## Provided data
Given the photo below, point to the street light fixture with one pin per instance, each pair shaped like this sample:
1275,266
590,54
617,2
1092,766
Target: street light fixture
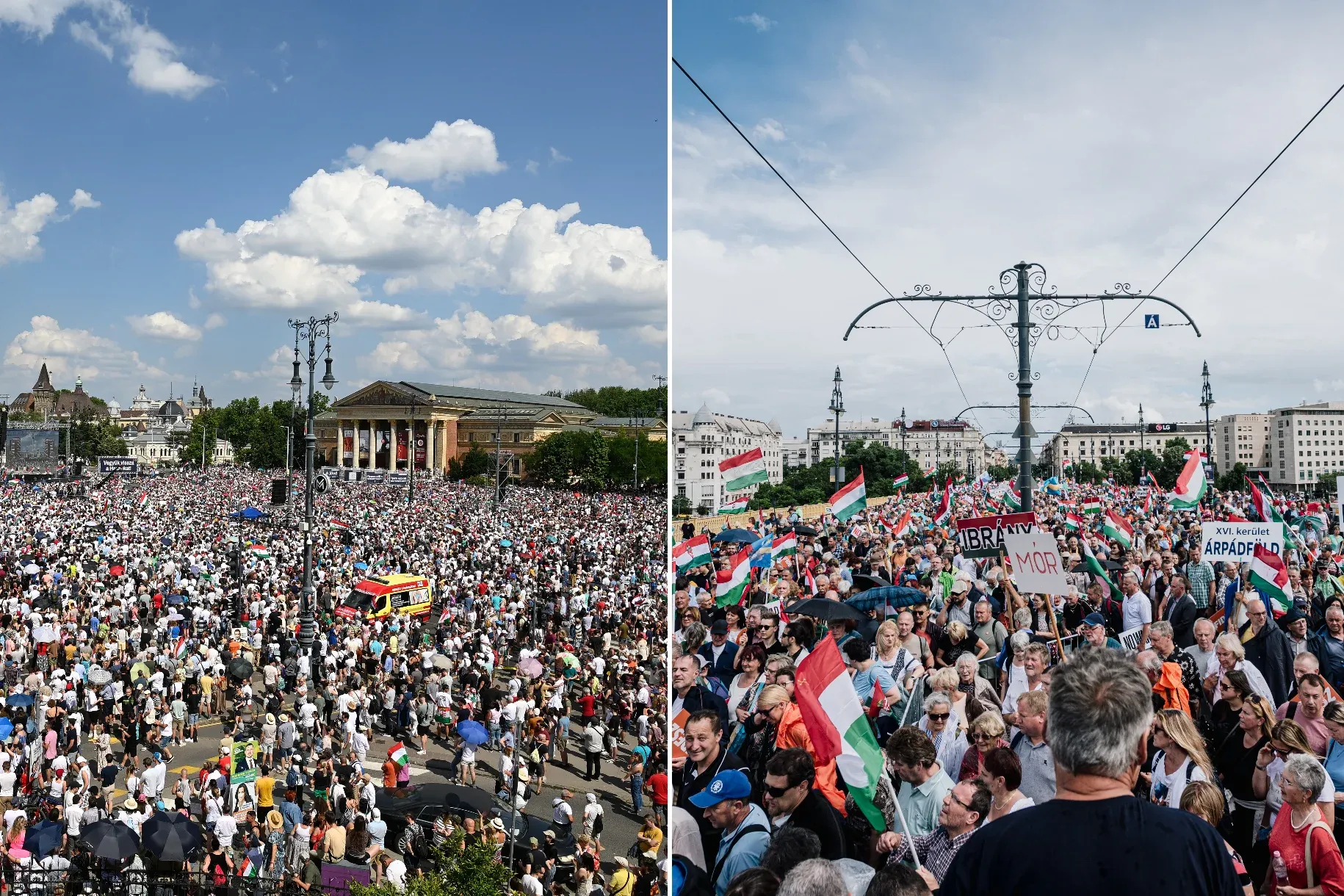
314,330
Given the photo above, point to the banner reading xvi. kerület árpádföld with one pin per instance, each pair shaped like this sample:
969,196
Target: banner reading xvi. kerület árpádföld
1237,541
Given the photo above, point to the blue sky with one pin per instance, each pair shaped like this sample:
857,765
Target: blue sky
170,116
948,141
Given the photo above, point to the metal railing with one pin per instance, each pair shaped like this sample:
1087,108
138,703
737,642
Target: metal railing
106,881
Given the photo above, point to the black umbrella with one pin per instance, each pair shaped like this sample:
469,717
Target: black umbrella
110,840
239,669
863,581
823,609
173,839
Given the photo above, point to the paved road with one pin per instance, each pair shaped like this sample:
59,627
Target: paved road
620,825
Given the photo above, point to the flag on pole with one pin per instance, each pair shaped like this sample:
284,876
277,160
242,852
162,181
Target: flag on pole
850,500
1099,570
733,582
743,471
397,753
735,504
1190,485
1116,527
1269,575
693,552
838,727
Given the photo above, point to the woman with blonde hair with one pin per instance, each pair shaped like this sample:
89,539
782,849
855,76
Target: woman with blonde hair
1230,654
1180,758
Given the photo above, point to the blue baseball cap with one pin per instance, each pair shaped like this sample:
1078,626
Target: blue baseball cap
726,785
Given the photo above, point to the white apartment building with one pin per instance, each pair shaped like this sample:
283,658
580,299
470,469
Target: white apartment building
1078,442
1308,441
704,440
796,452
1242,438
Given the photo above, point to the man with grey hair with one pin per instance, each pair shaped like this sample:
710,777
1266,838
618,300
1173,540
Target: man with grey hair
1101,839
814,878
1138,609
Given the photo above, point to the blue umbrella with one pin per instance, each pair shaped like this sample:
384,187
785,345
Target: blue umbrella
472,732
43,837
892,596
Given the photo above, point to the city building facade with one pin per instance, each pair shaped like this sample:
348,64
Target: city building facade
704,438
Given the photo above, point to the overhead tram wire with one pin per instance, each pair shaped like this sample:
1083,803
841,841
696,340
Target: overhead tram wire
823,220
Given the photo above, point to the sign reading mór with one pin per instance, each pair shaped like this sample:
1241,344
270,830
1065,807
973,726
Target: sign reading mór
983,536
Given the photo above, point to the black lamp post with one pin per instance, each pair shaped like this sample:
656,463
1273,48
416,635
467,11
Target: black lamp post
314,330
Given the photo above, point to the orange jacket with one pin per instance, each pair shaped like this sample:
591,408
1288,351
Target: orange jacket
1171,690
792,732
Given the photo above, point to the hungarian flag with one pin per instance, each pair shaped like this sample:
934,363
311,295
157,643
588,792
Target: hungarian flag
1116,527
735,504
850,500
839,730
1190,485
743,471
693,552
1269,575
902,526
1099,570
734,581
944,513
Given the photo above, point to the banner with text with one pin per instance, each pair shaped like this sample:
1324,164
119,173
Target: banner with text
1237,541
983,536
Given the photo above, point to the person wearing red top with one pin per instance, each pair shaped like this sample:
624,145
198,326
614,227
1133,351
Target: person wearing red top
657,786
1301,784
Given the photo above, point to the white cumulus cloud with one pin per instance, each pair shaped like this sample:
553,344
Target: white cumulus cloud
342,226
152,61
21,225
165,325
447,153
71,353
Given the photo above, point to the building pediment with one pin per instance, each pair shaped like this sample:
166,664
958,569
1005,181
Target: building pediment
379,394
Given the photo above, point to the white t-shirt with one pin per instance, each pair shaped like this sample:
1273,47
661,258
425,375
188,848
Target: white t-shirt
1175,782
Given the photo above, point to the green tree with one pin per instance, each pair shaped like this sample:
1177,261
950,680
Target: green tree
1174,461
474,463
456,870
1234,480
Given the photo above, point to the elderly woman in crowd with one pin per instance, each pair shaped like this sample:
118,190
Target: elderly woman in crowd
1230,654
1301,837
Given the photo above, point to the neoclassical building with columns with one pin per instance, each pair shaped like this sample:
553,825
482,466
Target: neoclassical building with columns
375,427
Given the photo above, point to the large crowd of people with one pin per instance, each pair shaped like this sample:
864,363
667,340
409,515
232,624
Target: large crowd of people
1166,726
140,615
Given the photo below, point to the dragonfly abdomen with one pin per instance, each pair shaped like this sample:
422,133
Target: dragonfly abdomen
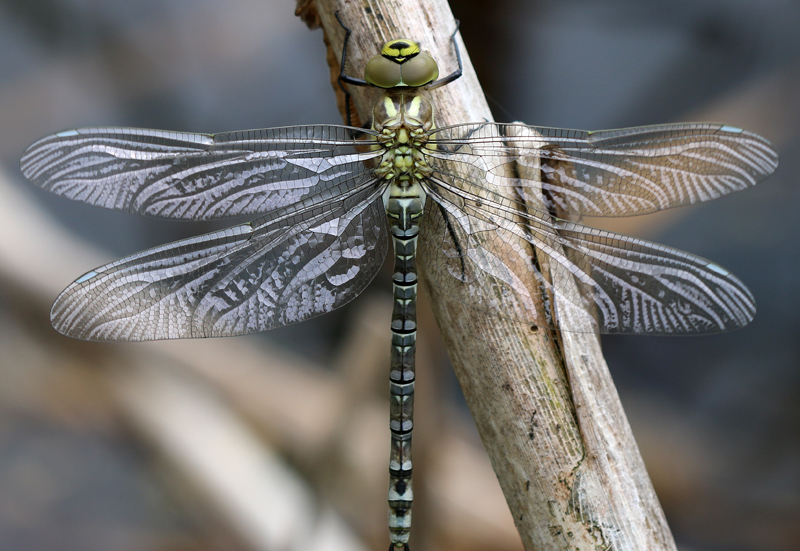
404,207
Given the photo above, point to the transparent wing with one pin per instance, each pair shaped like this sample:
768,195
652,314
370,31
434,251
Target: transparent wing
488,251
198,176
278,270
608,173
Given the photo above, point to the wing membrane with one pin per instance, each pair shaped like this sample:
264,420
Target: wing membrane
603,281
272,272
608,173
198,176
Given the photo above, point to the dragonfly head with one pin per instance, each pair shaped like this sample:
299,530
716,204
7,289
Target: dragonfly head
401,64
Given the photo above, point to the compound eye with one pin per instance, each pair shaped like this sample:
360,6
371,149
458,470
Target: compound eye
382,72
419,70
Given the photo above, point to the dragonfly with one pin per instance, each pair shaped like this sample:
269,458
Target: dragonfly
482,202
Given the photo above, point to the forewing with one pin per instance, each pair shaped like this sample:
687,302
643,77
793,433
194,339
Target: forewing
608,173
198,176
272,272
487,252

...

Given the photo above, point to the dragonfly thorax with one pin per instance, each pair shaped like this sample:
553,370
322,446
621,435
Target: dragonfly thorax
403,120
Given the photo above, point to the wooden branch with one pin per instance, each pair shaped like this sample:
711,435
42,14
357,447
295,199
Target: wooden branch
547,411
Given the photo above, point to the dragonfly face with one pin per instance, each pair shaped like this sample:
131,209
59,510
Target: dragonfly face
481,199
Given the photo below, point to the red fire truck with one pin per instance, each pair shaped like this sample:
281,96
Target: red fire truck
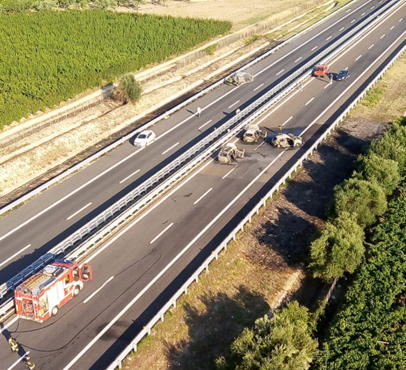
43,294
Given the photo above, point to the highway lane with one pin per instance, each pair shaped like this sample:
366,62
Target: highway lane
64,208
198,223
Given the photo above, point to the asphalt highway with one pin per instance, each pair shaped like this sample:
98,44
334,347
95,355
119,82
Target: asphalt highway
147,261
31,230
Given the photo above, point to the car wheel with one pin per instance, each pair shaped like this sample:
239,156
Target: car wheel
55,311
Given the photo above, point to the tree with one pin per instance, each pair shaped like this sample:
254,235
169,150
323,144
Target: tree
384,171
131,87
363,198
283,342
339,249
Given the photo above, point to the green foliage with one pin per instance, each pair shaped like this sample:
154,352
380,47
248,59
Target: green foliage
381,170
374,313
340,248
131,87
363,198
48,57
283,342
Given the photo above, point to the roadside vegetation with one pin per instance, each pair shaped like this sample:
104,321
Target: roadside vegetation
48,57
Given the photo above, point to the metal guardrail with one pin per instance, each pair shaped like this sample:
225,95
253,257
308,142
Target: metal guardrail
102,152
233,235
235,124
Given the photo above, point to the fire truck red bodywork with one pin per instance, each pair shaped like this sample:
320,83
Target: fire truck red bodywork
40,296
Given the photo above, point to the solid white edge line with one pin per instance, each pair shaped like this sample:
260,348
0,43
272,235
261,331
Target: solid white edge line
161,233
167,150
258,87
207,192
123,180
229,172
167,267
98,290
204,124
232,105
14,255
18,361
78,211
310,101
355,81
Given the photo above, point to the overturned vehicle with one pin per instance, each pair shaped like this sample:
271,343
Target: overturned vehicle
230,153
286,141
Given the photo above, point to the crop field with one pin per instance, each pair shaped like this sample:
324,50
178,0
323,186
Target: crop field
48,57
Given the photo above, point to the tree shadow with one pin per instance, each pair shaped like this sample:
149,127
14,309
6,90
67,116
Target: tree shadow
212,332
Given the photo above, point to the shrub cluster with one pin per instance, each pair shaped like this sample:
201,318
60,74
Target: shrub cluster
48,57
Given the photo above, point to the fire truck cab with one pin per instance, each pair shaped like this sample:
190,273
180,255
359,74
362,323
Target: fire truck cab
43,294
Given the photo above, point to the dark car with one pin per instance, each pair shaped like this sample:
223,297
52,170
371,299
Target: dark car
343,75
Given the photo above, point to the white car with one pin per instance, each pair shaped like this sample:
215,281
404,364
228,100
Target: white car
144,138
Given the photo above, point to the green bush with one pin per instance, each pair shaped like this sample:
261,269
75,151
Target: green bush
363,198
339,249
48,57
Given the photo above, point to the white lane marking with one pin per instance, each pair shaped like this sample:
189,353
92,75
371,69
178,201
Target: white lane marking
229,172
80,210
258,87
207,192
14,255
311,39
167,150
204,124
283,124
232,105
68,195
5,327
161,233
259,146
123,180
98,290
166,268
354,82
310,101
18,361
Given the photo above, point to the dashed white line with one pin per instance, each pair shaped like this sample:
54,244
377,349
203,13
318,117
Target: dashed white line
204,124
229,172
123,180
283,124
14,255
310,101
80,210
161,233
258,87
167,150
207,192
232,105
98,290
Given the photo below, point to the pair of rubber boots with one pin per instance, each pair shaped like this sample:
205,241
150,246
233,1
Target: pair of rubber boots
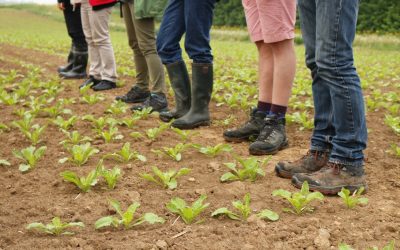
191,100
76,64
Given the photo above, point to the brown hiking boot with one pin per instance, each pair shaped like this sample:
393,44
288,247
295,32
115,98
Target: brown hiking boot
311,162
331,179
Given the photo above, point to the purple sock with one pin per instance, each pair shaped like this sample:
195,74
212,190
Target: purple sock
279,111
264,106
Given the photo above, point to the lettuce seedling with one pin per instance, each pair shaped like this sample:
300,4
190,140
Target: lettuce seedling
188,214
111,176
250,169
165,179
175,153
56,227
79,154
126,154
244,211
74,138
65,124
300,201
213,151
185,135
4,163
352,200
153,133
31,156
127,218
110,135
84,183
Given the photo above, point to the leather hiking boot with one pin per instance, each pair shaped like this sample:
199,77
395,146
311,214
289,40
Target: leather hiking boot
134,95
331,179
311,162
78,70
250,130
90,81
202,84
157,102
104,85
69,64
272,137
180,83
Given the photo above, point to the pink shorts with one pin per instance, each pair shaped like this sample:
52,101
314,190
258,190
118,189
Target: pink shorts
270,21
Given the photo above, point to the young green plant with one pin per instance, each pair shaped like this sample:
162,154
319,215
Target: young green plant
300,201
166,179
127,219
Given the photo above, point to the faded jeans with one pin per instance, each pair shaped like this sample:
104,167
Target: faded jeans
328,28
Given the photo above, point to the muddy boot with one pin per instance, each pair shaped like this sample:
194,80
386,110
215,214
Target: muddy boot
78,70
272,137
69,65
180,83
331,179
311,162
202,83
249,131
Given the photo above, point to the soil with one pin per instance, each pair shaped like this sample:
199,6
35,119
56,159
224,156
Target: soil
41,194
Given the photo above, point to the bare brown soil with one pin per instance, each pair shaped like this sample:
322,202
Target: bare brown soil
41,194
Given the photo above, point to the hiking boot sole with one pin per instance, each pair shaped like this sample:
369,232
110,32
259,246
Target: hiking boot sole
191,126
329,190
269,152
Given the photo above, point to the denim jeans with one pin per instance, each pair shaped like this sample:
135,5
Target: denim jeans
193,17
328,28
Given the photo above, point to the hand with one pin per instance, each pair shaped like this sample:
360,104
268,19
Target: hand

* * *

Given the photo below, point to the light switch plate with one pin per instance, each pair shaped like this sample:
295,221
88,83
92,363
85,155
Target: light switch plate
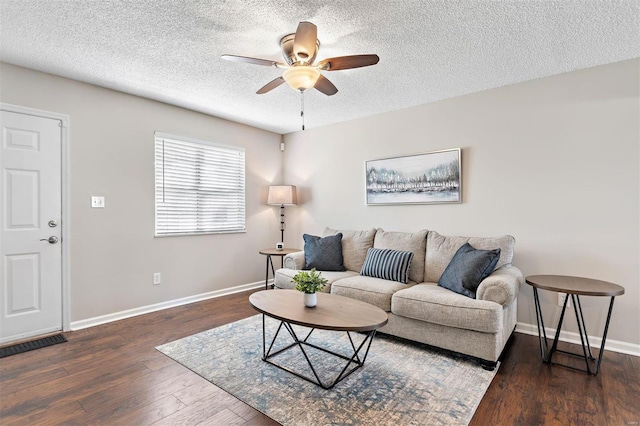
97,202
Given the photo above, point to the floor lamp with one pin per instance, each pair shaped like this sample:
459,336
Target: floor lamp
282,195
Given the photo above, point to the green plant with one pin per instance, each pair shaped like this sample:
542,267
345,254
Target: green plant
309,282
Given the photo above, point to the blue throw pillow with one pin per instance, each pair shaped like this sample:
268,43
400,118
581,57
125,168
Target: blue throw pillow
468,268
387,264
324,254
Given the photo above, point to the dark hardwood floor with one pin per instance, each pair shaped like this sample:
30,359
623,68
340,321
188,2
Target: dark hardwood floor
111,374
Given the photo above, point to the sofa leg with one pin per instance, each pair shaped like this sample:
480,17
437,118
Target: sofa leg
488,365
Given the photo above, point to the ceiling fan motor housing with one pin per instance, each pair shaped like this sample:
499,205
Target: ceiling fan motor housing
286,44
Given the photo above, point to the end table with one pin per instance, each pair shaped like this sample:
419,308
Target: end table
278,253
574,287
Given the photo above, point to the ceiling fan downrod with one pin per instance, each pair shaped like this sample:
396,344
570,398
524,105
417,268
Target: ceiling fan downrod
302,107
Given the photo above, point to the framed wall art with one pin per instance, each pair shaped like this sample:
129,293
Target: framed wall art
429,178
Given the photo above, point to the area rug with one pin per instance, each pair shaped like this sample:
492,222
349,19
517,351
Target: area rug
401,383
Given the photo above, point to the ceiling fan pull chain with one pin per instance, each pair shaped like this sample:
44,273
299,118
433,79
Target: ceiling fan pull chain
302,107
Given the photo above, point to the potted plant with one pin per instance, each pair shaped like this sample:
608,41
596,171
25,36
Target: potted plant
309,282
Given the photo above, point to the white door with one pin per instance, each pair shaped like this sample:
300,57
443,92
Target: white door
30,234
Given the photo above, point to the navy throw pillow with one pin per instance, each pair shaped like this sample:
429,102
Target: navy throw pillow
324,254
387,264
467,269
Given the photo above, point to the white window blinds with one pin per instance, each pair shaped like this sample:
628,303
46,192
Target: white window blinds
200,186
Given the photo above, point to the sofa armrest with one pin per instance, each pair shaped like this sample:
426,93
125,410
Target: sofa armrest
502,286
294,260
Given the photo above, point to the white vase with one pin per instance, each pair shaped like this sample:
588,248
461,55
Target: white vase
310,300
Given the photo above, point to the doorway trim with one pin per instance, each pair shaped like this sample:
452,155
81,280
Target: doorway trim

## To do
Pick out every line in the rows above that contains the word "fire", and copy each one.

## Solution to this exercise
Given the photo below, point to the red fire truck with one pin per instance, each pair shaped like this sample:
Target: red fire truck
Given the photo above, point to the fire truck red bodywork with one pin per instance, each pair shaped like this sample:
Target: fire truck red bodywork
Given the photo above, point to the fire truck cab with one pin per instance, each pair shaped like this sample:
Target: fire truck cab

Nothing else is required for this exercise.